Supplied material:
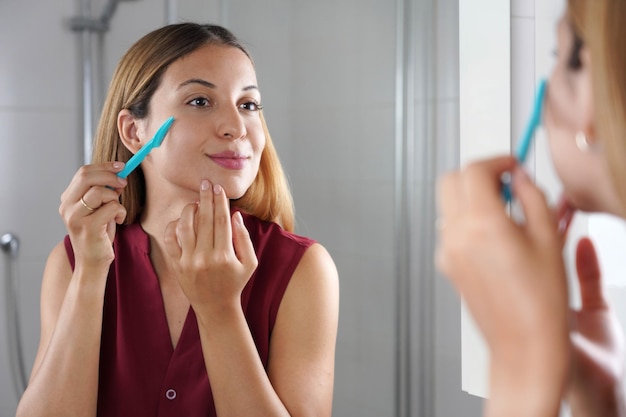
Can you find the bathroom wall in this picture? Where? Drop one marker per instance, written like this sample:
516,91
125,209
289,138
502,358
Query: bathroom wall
328,73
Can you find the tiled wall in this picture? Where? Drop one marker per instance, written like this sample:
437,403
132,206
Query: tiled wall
327,72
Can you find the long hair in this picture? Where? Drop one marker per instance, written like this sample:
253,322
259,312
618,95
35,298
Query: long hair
134,82
601,27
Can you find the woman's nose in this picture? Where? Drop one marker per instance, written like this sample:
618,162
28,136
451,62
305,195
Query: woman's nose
231,125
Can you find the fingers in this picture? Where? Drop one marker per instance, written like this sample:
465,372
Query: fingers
481,183
222,229
92,187
242,242
589,276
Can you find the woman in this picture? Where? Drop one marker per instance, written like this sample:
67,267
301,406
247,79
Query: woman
512,275
182,290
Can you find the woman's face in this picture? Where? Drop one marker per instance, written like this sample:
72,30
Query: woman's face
217,132
587,184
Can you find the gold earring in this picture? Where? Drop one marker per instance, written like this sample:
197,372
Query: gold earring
581,142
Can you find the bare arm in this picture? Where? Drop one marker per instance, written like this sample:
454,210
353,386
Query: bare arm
64,380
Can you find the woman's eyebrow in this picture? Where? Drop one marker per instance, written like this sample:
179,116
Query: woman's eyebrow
211,85
197,81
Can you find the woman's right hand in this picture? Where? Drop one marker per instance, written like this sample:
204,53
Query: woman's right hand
512,278
598,345
90,209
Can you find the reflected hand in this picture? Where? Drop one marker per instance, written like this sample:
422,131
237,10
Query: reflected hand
512,278
595,387
212,252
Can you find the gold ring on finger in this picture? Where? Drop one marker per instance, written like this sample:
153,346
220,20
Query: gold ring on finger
82,201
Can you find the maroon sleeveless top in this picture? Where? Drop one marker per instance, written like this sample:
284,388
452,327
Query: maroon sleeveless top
140,372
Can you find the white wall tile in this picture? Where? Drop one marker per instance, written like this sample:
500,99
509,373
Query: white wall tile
523,8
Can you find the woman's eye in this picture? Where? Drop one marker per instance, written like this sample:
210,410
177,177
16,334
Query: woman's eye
199,102
251,106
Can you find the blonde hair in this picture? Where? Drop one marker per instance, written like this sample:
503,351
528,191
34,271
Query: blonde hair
601,27
134,82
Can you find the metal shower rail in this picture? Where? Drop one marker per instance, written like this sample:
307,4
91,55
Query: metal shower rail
9,244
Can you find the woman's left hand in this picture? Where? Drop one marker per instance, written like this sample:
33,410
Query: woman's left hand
212,252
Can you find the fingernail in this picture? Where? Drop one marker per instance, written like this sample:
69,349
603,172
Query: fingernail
238,218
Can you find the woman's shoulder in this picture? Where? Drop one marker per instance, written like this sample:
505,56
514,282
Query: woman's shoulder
263,232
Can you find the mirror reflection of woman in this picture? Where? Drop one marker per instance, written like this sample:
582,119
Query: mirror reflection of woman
512,275
183,289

Challenge: Write out every line above as a JSON list of strings, one string per line, with no blank lines. Leave the picture out.

Solution for this problem:
[
  "Can you find the bathroom wall in this picture? Where? Drop one marker per instance, written like this sample:",
  "516,91",
  "125,209",
  "289,138",
  "502,358",
  "Query: bathroom wall",
  "328,73",
  "Can you find the tiled wall in this picture? Where? Drop one marker per instance, written like this sample:",
  "437,403",
  "132,206",
  "Query: tiled wall",
  "327,72",
  "Can you find the long hair in this picture? Where? Drop one marker per instance, written like this sample:",
  "253,322",
  "259,312",
  "618,95",
  "35,298",
  "Query: long hair",
  "134,82",
  "601,27",
  "Can you find the woman's nose in this picture? Where? Drop one marker per instance, written like this sample:",
  "618,162",
  "28,136",
  "451,62",
  "305,195",
  "Query: woman's nose",
  "231,125",
  "Can you find the fingers in this picture? Where? Drop one marker per instance, written like this sample:",
  "465,372",
  "Query: fingers",
  "481,183",
  "222,229",
  "92,187",
  "242,242",
  "589,276",
  "Can you find the woman in this picture? Where? Drop one marker per instance, written like this sample:",
  "67,267",
  "301,406",
  "247,79",
  "Query: woman",
  "512,275",
  "182,290",
  "Can you find the woman's face in this picture? Where? Drop one marker per instance, written like this sample:",
  "72,30",
  "Query: woman's face",
  "217,132",
  "587,184",
  "Can you find the gold earring in this picture? Where? Drop one marker per instance, written like this sample:",
  "197,372",
  "Query: gold earring",
  "581,142",
  "Can you find the bare arm in this picture? Where? Drop one marker per instance, written like this sample:",
  "454,210",
  "353,386",
  "Query: bare arm",
  "64,380",
  "Can you find the woman's eyebrow in this picture? Where? Drop one marker per instance, written like this sample:",
  "179,116",
  "Query: woman's eyebrow",
  "211,85",
  "197,81",
  "Can you find the woman's right hand in this picture? Where? Drop one marker per instance, written like this sample:",
  "204,53",
  "Query: woman's right hand",
  "512,278",
  "598,345",
  "90,209",
  "Can you find the reflected hand in this picture? Where? Drop one marker per instance, written like this sample:",
  "422,131",
  "237,10",
  "Query: reflected hand",
  "512,278",
  "595,387",
  "212,252",
  "Can you find the gold ring on finger in this picture? Where? Drop one marker per instance, written like this sample:",
  "153,346",
  "220,20",
  "Query: gold ring on finger",
  "82,201",
  "Can you find the maroon sleeveless top in this picture? Where? Drop one marker per instance, written like this sample:",
  "284,388",
  "452,327",
  "Query: maroon sleeveless top",
  "140,372",
  "Can you find the white wall tile in this picture? Where? Drop one marker per instance, written like this sample:",
  "500,99",
  "509,373",
  "Query: white wall tile",
  "523,8",
  "Can you find the woman's eye in this picture? Where? Drop one marker per instance, written like this sample:",
  "210,410",
  "177,177",
  "16,334",
  "Query: woman's eye",
  "199,102",
  "251,106",
  "Can you find the blonde hair in this picture? Where? Drop one marker per instance, written like this sample:",
  "503,351",
  "528,191",
  "34,271",
  "Query: blonde hair",
  "601,27",
  "134,82",
  "Can you find the metal shower rail in this picture? Where? Drop one marker per instance, written like this sample:",
  "307,4",
  "91,55",
  "Query: metal shower rail",
  "9,244",
  "Can you find the woman's left hand in this picture? Where? Drop one marker per instance, written like this sample:",
  "33,410",
  "Query: woman's left hand",
  "212,252",
  "Can you find the fingernail in this picture? Where? Drop one marker per instance, written like this sample:",
  "69,349",
  "603,172",
  "Query: fingernail",
  "238,218",
  "Can you find the woman's shoulder in this picture? Where? Drop one marker per instance, written like this sample:",
  "505,56",
  "514,282",
  "Query: woman's shoulder",
  "263,232",
  "Can you find the mirror reflection of woman in this picture? Where? Drop one marker per instance, written like this sample:",
  "582,119",
  "Query: mirror reflection of woman",
  "512,275",
  "183,289"
]